▶ [Extrait retenu]

·····

Critères de révision et de modification

  1.  Le Conseil a précisé, dans le bulletin d’information de télécom 2011-214, les critères qu’il utiliserait pour évaluer les demandes de révision et de modification présentées conformément à l’article 62 de la Loi. En particulier, le Conseil a déclaré que les demandeurs doivent prouver qu’il existe un doute réel quant au bien-fondé de la décision initiale, par exemple en raison i) d’une erreur de droit ou de fait; ii) d’un changement fondamental dans les circonstances ou les faits depuis la décision; iii) du défaut de considérer un principe de base qui avait été soulevé dans l’instance initiale; iv) d’un nouveau principe découlant de la décision.

Questions

  1.  Le Conseil a déterminé qu’il devait examiner les questions suivantes dans la présente ordonnance :
    • Le Conseil a-t-il commis une erreur en fondant sa décision sur de nombreuses raisons non pertinentes ou non fondées?
    • Le Conseil a-t-il commis une erreur en ne tenant pas compte du principe selon lequel les limites de crédit sont une pratique commerciale normale?
    • Y a-t-il eu un changement fondamental dans les circonstances ou les faits depuis la publication de l’ordonnance de télécom 2020-60 qui requiert l’inclusion d’une disposition relative à la limite de crédit?

·····

▶ [Données présentées]
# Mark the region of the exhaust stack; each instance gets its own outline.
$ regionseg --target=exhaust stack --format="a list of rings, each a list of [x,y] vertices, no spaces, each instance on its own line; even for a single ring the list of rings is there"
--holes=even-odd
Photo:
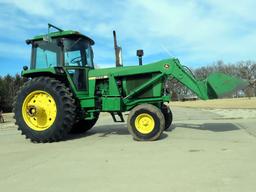
[[[114,49],[115,49],[115,57],[116,57],[116,67],[122,67],[123,66],[122,48],[117,45],[116,31],[113,31],[113,37],[114,37]]]

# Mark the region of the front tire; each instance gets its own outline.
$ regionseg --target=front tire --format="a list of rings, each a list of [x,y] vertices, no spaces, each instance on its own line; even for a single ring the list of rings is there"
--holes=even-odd
[[[137,141],[157,140],[164,128],[164,115],[151,104],[142,104],[133,108],[127,120],[128,130]]]
[[[74,99],[69,89],[50,77],[26,82],[14,103],[18,129],[33,142],[54,142],[66,138],[75,121]]]

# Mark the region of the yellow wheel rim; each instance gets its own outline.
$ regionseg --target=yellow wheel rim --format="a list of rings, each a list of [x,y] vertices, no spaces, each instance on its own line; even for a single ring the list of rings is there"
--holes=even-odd
[[[155,120],[151,115],[147,113],[142,113],[135,119],[135,128],[142,134],[148,134],[152,132],[154,127]]]
[[[57,116],[55,100],[45,91],[33,91],[23,102],[22,116],[26,124],[35,131],[49,129]]]

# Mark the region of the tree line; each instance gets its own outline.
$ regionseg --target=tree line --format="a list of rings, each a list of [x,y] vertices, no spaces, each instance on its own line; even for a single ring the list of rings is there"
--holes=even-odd
[[[0,111],[11,112],[14,98],[19,88],[27,81],[20,75],[0,76]]]
[[[196,79],[205,79],[209,74],[213,72],[222,72],[228,75],[233,75],[242,79],[246,79],[251,82],[250,86],[241,92],[237,92],[233,97],[253,97],[256,95],[256,62],[253,61],[242,61],[235,64],[225,64],[223,61],[218,61],[212,65],[199,67],[194,70],[188,70],[188,73],[193,73]],[[11,112],[12,104],[15,95],[19,88],[27,81],[26,78],[20,75],[6,75],[0,76],[0,111]],[[177,80],[171,79],[168,82],[168,87],[172,93],[173,100],[181,100],[184,97],[194,96],[193,93]]]

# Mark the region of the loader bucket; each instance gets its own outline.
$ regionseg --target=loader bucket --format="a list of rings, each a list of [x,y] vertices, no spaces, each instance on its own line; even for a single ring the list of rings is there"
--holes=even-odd
[[[212,73],[206,79],[209,99],[216,99],[234,93],[248,86],[248,82],[223,73]]]

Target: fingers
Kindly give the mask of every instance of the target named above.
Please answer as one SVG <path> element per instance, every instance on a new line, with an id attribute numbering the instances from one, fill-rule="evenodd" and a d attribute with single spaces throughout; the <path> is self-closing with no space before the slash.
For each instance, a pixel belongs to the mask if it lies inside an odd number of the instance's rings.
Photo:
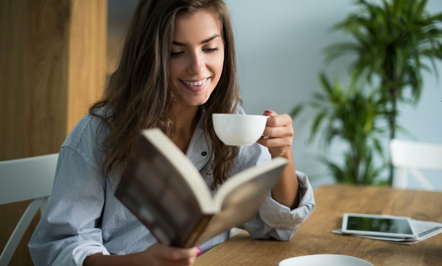
<path id="1" fill-rule="evenodd" d="M 292 146 L 293 138 L 285 137 L 284 138 L 269 138 L 264 139 L 261 137 L 256 142 L 269 149 L 274 147 L 288 147 Z"/>
<path id="2" fill-rule="evenodd" d="M 264 115 L 270 116 L 267 120 L 266 125 L 267 127 L 283 127 L 292 124 L 292 118 L 287 114 L 278 115 L 273 111 L 269 110 L 264 112 Z"/>
<path id="3" fill-rule="evenodd" d="M 291 124 L 276 127 L 266 126 L 263 135 L 269 138 L 293 137 L 293 128 Z"/>
<path id="4" fill-rule="evenodd" d="M 196 257 L 200 253 L 198 247 L 191 248 L 179 248 L 173 247 L 167 247 L 162 249 L 161 255 L 164 258 L 168 258 L 171 260 L 179 260 L 192 257 Z"/>

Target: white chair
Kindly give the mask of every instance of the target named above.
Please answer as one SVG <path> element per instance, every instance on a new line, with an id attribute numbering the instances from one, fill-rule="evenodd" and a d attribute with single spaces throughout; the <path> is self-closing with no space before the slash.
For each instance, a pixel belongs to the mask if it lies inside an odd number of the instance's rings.
<path id="1" fill-rule="evenodd" d="M 45 210 L 52 190 L 58 154 L 0 161 L 0 204 L 33 200 L 19 221 L 0 255 L 8 265 L 39 209 Z M 7 214 L 1 215 L 5 219 Z"/>
<path id="2" fill-rule="evenodd" d="M 423 188 L 434 190 L 434 186 L 419 170 L 442 171 L 442 145 L 393 139 L 390 142 L 390 156 L 393 166 L 398 170 L 393 187 L 406 189 L 409 171 Z"/>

·····

▶ [Consignes]
• 1. Renvoyez à l'identique les lignes des enregistrements, depuis leur tout début jusqu'à la ligne contenant "regionseg --target=exhaust stack", celle-ci comprise.
• 2. Reprenez l'extrait sur les demandes de révision et de modification examinées par le Conseil, à la suite de sa dernière phrase.
L'extrait et les enregistrements proviennent de sources distinctes.

▶ [Réponses dans l'ordre]
• 1.
# Mark the region of the exhaust stack; each instance gets its own outline.
$ regionseg --target=exhaust stack --format="a list of rings, each a list of [x,y] vertices, no spaces, each instance on its own line; even for a single ring the list of rings is there"

• 2.
    • L’ordonnance de télécom 2020-60 est-elle conforme aux Instructions de 2006 et de 2019Note de bas de page 2?

Le Conseil a-t-il commis une erreur en fondant sa décision sur de nombreuses raisons non pertinentes ou non fondées?

Positions des parties

  1. Comme il est indiqué ci-dessous, Eastlink a argué que plusieurs des observations spécifiques sur lesquelles le Conseil a fondé sa conclusion n’étaient pas pertinentes, n’étaient pas étayées par des éléments de preuve ou étaient tout simplement erronées.
Le Conseil a fait des observations non pertinentes liées au retard de paiement, et non au non-paiement
  1. Eastlink a fait valoir que les affirmations du Conseil selon lesquelles elle sera indemnisée adéquatement pour les retards de paiement (grâce à la possibilité de facturer des intérêts et aux taux actuels des services AHV de gros) ne sont pas pertinentes, puisque les limites de crédit visent à réduire le montant du risque financier encouru par Eastlink, en faisant en sorte que les clients des services AHV de gros paient dans ces limites de crédit, et donc à réduire le risque de non-paiement, et non pas de retard de paiement.
  2. Eastlink a fait valoir qu’elle avait expliqué dans l’instance ayant mené à l’ordonnance de télécom 2020-60 pourquoi les dispositions tarifaires existantes, telles que le droit de facturer des intérêts et la menace de suspension ou de résiliation, étaient inefficaces pour prévenir ou limiter le risque financier découlant de situations de non-paiement. Selon Eastlink, ces éléments de preuve ont montré que certains clients des services AHV de gros étaient constamment en situation de non-paiement et qu’elle ne pouvait pas récupérer le paiement à moins de menacer de débranchement. Eastlink a fait valoir que la menace de résiliation ne résout pas le problème.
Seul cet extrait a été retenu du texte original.